*Aim of the exercise*. Print the line that contains "Find the red and" and every line after it through the last line of the records below, exactly as written and nothing else.

*Supplied information*.
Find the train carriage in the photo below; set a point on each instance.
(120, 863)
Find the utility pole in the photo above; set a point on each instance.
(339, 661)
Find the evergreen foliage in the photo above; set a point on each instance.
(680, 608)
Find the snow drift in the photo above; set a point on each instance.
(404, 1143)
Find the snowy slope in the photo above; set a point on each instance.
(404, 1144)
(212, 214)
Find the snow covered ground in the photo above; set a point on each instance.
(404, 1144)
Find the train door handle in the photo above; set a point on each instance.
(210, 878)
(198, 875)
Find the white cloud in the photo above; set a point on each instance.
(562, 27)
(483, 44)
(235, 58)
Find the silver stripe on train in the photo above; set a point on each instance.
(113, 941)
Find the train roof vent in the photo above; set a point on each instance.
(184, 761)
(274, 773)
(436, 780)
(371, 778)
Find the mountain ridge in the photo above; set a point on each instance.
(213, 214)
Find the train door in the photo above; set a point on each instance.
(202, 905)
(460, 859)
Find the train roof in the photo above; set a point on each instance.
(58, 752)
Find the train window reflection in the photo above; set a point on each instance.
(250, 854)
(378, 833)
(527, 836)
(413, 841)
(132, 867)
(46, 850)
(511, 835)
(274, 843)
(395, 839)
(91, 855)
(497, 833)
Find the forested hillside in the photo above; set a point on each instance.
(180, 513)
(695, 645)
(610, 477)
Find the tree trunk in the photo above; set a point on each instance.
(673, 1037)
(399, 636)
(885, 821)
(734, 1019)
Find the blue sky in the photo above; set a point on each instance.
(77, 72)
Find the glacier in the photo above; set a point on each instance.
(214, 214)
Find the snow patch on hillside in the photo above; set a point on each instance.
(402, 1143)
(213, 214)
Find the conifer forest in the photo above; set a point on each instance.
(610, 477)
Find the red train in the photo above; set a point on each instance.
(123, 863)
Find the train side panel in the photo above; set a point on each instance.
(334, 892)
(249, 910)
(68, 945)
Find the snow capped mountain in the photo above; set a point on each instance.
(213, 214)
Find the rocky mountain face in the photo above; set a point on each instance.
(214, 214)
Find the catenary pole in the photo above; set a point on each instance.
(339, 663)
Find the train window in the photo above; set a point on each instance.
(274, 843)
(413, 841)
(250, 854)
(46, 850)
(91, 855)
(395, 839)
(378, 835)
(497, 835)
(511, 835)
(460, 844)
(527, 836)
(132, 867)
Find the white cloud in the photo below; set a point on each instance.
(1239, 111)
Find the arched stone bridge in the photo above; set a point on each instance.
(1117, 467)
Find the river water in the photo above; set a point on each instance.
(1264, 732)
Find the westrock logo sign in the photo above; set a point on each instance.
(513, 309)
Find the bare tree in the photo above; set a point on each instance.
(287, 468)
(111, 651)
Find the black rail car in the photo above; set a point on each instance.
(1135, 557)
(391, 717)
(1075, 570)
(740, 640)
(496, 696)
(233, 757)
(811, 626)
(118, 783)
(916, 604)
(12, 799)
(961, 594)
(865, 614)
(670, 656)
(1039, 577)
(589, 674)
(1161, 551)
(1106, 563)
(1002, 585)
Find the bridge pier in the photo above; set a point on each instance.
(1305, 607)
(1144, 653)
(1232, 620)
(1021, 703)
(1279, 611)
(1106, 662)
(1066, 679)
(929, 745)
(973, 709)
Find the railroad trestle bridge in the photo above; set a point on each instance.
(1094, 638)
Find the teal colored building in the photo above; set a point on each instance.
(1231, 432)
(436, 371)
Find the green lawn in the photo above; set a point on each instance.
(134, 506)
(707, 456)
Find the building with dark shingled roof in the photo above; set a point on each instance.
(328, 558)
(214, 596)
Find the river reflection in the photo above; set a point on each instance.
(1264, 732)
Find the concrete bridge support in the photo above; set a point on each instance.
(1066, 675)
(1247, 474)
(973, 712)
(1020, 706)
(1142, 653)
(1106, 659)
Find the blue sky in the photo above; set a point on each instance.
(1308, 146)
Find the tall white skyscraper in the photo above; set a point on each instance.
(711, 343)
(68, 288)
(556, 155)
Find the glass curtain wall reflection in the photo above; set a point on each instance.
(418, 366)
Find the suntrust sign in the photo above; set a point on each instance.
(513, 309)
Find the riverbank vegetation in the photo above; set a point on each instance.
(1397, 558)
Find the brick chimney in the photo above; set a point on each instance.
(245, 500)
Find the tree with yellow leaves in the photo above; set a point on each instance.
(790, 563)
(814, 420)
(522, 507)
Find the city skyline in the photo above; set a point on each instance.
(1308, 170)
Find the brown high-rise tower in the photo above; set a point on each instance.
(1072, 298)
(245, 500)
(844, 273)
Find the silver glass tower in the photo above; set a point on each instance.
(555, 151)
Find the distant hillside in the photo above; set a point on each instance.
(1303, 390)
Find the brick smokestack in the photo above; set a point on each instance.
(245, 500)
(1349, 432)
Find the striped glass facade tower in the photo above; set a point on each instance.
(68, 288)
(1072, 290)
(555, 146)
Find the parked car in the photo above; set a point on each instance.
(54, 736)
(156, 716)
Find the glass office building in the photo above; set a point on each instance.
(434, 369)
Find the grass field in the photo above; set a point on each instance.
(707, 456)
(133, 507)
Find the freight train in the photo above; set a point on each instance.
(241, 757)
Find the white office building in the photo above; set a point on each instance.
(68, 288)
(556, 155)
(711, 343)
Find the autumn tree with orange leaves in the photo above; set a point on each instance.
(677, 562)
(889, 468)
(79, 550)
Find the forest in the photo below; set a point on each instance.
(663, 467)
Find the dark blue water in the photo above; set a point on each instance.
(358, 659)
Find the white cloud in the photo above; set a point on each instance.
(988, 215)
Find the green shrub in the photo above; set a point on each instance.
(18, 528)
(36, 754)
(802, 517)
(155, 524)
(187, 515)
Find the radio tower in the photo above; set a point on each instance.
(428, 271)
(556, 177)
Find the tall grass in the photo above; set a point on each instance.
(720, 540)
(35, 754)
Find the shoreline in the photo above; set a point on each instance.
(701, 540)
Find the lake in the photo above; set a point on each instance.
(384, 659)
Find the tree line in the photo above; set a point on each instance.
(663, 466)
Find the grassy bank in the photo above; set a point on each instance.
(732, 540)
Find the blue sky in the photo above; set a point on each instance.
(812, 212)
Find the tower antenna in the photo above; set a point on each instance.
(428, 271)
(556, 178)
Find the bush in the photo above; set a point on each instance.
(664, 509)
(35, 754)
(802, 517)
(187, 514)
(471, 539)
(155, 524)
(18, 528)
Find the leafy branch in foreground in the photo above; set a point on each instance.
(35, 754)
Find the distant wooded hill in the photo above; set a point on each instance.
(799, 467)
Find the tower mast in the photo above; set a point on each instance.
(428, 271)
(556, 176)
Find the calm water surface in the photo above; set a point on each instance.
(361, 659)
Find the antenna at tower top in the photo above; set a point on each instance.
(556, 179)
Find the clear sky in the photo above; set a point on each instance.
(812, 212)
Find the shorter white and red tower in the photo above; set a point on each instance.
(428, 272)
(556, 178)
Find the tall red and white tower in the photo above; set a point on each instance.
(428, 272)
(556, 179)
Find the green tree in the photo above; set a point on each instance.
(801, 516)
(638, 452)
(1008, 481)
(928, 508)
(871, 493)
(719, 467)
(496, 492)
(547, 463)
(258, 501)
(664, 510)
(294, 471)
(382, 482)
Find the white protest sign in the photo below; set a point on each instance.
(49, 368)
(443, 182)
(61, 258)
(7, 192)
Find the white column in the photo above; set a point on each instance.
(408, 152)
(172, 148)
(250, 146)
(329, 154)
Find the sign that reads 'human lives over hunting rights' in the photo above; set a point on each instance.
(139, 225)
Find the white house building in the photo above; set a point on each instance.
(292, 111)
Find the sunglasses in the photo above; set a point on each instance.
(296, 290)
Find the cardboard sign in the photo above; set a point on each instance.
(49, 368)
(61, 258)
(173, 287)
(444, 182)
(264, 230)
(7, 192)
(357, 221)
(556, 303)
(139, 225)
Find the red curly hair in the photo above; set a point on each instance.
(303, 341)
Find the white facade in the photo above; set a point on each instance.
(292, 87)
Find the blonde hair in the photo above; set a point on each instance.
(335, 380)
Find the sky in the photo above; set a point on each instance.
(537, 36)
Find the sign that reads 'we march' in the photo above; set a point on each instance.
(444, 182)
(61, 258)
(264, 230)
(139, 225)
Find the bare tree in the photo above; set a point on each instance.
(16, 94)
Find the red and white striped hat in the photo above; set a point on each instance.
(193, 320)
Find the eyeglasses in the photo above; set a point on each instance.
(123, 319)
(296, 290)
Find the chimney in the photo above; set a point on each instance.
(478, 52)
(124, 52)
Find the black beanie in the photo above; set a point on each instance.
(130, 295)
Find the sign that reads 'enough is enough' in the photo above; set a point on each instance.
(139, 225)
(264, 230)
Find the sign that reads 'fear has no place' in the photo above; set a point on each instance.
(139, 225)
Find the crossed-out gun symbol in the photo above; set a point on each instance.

*Task result*.
Find the red and white striped hat in the photo above; set a point on each instance.
(193, 320)
Find the eyeglasses in the photo above; set a point on each instance.
(123, 319)
(296, 290)
Find the chimney in the photo above; set a point on each instance.
(478, 52)
(124, 52)
Find the black beanie in the photo above; set a point on each instance.
(130, 295)
Find the sign that reads 'enough is enough' in the photo above; set a point on each instance.
(139, 225)
(264, 230)
Find the sign that reads 'fear has no place' in the photo above; set a point on each instance.
(139, 225)
Find the crossed-out gun symbol in the photo above; set a point on each instance.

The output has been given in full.